[Location labeling records]
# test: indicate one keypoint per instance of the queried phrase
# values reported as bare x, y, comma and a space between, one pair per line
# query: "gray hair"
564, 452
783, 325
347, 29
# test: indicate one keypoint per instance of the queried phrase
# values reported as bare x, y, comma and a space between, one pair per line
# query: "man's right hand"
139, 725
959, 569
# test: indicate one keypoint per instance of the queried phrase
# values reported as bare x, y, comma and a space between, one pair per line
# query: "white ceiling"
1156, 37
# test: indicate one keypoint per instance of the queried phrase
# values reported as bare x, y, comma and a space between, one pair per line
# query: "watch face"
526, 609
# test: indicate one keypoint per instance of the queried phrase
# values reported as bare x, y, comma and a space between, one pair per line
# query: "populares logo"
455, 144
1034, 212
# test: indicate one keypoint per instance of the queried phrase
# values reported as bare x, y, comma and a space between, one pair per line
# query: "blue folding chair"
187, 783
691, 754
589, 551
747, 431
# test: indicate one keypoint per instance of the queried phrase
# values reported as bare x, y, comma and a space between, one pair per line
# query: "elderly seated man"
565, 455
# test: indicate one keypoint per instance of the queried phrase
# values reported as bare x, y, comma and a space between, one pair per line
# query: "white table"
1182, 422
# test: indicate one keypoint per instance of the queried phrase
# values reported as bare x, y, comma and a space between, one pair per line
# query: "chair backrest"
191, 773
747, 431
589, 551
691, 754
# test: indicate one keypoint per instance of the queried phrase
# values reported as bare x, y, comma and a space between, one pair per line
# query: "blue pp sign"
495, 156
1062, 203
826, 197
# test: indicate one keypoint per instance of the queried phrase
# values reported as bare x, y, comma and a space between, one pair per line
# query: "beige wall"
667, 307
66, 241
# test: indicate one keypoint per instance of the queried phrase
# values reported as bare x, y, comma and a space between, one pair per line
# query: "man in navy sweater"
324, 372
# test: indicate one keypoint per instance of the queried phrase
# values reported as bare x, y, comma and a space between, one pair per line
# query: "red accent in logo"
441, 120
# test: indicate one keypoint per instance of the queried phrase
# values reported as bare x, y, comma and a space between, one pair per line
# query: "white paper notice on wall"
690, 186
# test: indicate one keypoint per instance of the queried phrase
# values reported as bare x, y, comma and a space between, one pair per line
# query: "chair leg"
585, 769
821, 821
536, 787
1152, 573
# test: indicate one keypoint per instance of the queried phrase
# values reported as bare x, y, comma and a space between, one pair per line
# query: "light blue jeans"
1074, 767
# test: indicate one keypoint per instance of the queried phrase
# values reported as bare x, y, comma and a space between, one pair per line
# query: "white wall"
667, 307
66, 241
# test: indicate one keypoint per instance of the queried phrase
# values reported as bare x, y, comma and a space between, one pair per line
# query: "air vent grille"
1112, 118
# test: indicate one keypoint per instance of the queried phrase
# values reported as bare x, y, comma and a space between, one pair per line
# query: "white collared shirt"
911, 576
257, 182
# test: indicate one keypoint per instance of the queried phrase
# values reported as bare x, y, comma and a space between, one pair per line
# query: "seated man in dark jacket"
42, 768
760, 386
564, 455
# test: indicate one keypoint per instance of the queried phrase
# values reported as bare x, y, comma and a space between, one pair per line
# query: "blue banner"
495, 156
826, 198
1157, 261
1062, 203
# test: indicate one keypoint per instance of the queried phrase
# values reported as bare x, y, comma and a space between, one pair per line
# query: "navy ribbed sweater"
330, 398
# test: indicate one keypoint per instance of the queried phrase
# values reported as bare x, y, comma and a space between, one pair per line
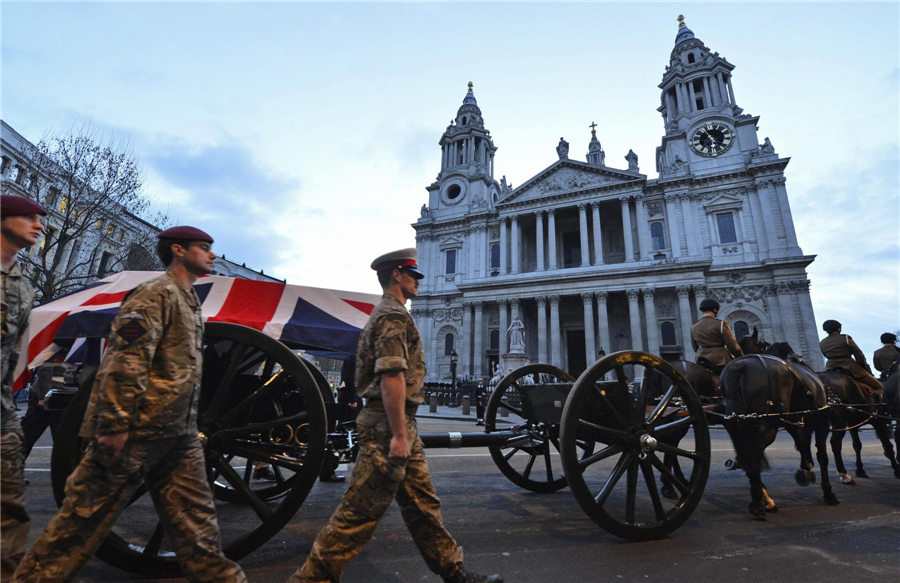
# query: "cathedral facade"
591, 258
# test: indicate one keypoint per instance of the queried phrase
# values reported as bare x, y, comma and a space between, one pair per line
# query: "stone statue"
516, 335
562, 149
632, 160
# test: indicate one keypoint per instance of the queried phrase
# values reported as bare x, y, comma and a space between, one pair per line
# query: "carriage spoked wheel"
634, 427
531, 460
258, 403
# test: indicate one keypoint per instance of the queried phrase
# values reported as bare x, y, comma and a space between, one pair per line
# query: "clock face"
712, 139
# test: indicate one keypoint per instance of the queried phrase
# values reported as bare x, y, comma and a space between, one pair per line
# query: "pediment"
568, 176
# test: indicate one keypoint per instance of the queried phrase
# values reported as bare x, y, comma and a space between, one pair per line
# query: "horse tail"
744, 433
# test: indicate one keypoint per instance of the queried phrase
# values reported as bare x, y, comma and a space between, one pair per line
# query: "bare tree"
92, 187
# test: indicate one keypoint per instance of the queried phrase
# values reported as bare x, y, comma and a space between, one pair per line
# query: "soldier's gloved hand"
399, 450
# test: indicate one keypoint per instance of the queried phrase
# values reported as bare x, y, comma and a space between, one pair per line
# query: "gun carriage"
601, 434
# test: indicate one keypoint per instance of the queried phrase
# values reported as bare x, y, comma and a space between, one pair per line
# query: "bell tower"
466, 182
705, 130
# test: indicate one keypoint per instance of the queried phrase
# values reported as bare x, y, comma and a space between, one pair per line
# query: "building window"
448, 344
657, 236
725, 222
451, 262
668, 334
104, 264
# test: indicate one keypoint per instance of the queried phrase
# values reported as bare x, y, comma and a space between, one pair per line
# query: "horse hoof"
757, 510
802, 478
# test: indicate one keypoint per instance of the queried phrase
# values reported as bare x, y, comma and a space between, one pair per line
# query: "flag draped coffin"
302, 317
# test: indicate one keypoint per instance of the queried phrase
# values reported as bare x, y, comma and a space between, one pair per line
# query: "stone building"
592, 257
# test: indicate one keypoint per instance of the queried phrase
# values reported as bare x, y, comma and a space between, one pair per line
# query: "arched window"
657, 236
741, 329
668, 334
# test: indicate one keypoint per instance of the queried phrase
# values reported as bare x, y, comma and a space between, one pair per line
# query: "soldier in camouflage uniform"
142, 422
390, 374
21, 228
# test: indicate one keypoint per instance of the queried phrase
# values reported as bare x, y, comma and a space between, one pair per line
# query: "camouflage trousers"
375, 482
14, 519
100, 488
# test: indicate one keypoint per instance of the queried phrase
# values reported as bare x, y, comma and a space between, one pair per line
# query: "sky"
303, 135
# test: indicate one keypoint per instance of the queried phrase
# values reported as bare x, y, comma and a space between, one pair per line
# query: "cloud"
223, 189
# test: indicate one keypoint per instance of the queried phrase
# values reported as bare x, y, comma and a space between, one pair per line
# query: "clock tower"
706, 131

--

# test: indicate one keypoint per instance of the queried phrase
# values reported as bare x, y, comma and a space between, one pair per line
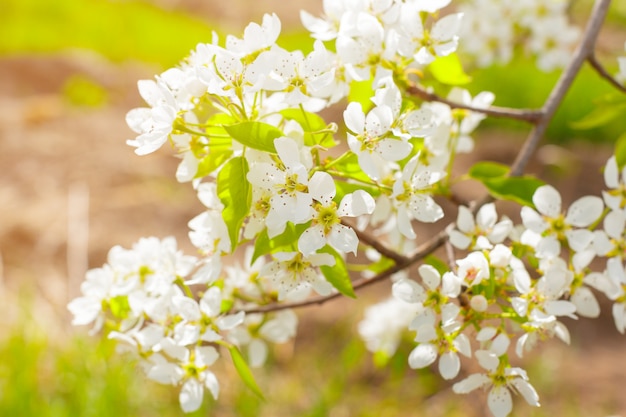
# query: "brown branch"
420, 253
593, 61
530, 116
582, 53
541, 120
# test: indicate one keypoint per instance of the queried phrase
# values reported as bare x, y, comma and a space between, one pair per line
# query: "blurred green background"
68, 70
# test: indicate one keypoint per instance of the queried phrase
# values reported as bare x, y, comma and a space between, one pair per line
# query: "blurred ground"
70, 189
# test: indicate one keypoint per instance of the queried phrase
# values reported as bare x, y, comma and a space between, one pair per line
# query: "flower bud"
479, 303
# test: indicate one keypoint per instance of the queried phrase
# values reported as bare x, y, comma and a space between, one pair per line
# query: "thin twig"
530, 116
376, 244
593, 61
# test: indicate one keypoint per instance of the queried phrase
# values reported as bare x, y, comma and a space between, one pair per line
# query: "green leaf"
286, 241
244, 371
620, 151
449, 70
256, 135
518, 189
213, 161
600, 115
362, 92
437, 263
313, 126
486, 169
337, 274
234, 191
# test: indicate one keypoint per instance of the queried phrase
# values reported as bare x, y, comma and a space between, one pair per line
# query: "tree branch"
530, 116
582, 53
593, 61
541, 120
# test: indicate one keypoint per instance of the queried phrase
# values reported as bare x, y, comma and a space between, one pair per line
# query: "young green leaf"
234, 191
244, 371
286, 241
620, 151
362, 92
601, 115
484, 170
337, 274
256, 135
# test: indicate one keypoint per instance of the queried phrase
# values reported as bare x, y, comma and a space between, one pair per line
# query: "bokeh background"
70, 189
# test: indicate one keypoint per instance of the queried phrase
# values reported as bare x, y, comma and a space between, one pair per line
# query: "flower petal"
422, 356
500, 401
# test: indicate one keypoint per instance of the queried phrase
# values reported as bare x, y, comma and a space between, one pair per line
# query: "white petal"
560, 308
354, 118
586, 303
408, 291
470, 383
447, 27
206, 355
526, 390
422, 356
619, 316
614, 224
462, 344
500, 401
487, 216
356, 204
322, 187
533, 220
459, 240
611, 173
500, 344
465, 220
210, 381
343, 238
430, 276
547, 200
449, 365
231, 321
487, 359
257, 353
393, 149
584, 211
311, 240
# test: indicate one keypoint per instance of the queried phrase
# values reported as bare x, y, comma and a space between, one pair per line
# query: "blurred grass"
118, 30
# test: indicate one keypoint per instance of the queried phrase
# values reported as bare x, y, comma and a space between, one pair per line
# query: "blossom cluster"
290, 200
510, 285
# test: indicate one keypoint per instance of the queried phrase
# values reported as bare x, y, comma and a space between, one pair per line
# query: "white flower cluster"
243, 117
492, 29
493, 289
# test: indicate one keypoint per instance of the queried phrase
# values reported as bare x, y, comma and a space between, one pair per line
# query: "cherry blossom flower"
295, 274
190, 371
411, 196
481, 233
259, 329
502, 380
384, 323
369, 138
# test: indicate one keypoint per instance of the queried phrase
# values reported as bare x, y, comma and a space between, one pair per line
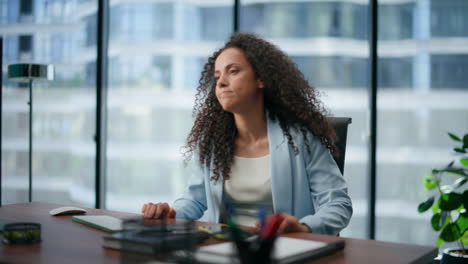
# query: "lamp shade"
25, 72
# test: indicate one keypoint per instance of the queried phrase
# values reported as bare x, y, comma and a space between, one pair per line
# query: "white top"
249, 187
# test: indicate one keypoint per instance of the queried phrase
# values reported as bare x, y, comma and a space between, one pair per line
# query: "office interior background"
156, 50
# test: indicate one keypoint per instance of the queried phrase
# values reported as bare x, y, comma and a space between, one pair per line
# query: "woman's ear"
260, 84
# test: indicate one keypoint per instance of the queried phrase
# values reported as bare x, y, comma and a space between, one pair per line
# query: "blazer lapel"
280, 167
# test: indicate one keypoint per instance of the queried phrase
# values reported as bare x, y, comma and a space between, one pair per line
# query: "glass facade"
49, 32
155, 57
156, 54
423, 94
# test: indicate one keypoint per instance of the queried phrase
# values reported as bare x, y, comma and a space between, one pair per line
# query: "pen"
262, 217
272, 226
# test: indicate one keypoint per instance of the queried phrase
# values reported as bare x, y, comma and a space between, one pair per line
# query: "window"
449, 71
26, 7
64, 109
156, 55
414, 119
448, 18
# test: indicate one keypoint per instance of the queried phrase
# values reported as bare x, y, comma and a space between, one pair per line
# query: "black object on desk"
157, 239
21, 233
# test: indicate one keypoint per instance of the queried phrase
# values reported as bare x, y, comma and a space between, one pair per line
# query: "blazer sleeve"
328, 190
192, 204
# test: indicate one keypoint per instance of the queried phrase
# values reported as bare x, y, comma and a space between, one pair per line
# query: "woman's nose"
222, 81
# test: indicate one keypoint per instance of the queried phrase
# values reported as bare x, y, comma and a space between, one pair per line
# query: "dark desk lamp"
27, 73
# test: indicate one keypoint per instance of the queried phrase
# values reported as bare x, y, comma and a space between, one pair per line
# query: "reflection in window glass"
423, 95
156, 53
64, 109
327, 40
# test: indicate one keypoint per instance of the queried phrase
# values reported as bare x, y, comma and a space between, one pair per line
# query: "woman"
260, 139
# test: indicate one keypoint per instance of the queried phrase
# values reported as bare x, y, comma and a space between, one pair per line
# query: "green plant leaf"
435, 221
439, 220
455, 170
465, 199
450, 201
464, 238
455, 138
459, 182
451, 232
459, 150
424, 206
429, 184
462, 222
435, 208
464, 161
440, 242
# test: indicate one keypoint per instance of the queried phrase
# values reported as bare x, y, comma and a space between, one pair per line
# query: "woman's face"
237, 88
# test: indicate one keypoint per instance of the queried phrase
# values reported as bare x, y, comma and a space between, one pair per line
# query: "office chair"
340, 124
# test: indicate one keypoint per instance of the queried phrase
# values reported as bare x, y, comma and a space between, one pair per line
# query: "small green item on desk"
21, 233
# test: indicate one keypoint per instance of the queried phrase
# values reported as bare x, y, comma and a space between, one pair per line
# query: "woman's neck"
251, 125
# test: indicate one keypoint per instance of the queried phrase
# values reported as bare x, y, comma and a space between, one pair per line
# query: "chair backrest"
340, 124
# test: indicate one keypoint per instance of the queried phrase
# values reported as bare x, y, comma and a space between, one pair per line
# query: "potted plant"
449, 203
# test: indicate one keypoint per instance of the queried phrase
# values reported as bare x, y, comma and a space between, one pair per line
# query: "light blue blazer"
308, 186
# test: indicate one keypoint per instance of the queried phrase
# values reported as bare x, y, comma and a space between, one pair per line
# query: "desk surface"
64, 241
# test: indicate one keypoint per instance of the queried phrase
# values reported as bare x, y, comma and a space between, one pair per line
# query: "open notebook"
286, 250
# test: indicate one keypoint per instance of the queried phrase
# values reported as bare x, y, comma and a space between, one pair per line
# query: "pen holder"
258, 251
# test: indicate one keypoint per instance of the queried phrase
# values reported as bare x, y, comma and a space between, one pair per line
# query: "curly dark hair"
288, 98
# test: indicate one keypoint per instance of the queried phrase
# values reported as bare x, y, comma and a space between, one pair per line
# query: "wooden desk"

*Short task*
Tally the lines of the location labeling records above that contain the word "office", matching case exactly. How many are there? Give only the number.

*Exercise solution*
2